### TASK DIRECTIONS
Take the line containing "Your task is to locate every instance of orange" and all lines after it to the end of the records, and output them exactly.

BEGIN

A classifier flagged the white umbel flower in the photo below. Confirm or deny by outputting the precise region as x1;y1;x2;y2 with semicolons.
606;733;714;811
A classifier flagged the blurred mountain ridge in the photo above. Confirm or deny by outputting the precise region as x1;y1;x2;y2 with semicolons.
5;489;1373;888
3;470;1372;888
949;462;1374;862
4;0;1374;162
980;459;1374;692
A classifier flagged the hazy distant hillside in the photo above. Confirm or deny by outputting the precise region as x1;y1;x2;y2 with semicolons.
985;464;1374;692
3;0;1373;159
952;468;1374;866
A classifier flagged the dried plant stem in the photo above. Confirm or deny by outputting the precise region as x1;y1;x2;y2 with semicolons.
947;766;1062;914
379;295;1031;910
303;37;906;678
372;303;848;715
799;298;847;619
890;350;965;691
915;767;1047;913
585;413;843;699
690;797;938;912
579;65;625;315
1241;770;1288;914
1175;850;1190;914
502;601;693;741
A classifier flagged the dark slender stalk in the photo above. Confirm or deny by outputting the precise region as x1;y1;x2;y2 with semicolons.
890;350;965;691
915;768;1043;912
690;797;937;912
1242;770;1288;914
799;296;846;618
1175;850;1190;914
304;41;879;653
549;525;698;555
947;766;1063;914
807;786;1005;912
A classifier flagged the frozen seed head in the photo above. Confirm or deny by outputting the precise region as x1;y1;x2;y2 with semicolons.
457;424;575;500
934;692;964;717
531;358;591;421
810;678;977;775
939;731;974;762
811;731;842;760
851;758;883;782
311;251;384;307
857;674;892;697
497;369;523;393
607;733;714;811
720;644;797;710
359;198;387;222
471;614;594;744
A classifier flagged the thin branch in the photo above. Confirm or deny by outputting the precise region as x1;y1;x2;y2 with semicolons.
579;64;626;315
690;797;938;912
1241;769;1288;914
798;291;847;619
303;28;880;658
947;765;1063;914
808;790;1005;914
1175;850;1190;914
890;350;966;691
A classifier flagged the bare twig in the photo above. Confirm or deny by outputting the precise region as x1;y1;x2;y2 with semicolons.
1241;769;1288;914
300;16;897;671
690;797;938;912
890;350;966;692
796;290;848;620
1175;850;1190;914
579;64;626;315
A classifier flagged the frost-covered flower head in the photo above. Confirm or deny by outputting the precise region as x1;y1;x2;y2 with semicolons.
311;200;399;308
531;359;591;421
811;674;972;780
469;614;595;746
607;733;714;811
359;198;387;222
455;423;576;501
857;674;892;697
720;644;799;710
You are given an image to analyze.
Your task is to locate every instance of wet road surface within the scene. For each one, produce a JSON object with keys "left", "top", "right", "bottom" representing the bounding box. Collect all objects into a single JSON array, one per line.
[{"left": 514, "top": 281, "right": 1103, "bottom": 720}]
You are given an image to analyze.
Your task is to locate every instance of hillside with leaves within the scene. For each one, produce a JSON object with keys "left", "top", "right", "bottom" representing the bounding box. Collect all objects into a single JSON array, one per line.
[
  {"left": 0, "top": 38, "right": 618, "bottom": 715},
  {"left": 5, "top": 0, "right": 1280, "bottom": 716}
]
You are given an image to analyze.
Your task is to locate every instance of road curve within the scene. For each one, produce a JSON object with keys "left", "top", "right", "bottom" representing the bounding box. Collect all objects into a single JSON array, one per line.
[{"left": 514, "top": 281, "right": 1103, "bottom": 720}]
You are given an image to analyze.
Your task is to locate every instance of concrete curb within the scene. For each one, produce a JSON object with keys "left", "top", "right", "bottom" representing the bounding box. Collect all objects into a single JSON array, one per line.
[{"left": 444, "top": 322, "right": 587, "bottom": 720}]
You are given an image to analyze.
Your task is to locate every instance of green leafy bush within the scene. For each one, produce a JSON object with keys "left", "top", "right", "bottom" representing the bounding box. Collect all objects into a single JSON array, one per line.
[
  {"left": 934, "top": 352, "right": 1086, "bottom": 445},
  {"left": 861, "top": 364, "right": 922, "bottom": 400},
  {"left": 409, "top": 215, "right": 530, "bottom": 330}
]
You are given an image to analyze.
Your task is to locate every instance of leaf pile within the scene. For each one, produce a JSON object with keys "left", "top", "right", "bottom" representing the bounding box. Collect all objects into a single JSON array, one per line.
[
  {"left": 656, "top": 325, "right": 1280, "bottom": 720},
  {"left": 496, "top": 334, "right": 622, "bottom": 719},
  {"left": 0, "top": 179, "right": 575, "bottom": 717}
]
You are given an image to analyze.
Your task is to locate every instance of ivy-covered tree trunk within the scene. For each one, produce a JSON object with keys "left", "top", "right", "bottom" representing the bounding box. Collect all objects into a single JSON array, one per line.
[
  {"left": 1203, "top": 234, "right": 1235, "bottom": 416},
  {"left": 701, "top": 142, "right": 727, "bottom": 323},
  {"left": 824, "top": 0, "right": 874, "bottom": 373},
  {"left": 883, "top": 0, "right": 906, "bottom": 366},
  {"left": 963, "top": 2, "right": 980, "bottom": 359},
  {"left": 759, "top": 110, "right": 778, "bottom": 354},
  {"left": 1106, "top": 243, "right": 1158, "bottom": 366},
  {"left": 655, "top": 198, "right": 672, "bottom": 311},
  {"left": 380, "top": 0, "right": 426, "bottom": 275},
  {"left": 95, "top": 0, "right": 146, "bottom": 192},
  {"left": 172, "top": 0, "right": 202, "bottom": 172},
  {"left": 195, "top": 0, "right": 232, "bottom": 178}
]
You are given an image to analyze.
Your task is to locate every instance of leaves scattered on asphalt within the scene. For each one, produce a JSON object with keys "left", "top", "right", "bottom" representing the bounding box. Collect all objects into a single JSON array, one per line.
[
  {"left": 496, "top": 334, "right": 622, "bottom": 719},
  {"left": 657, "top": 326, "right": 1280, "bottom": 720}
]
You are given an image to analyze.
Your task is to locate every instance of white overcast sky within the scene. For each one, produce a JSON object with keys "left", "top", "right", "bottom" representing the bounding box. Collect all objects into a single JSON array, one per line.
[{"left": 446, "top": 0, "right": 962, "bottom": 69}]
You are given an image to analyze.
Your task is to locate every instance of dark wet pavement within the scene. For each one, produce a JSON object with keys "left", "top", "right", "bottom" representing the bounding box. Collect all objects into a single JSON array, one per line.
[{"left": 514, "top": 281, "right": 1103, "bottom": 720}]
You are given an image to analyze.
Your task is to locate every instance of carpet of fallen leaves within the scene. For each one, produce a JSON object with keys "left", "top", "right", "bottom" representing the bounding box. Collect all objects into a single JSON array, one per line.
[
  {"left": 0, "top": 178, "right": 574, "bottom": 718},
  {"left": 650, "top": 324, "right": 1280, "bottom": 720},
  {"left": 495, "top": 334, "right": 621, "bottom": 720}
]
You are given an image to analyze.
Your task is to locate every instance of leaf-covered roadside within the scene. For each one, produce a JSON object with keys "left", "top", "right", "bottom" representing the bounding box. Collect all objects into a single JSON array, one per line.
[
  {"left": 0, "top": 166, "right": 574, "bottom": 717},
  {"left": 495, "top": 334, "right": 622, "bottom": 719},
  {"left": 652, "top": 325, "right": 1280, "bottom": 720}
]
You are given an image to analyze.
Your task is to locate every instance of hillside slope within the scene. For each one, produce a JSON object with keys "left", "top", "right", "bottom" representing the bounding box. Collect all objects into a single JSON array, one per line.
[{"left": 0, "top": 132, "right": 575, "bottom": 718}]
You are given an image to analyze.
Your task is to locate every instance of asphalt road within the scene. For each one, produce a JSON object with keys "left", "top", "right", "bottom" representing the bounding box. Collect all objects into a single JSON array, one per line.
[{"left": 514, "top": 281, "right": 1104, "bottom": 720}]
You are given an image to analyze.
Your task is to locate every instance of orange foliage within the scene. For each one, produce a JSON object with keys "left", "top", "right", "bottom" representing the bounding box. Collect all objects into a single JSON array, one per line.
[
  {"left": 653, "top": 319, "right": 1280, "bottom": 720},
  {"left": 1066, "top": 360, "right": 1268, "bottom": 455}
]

END

### EXERCISE ANSWER
Your task is to locate every instance of orange foliage within the scene. For each one, produce a JSON object with keys "left", "top", "right", "bottom" representing the bounding box. Collect all objects into a single JSON array, one per line.
[
  {"left": 653, "top": 319, "right": 1280, "bottom": 720},
  {"left": 1066, "top": 360, "right": 1268, "bottom": 455}
]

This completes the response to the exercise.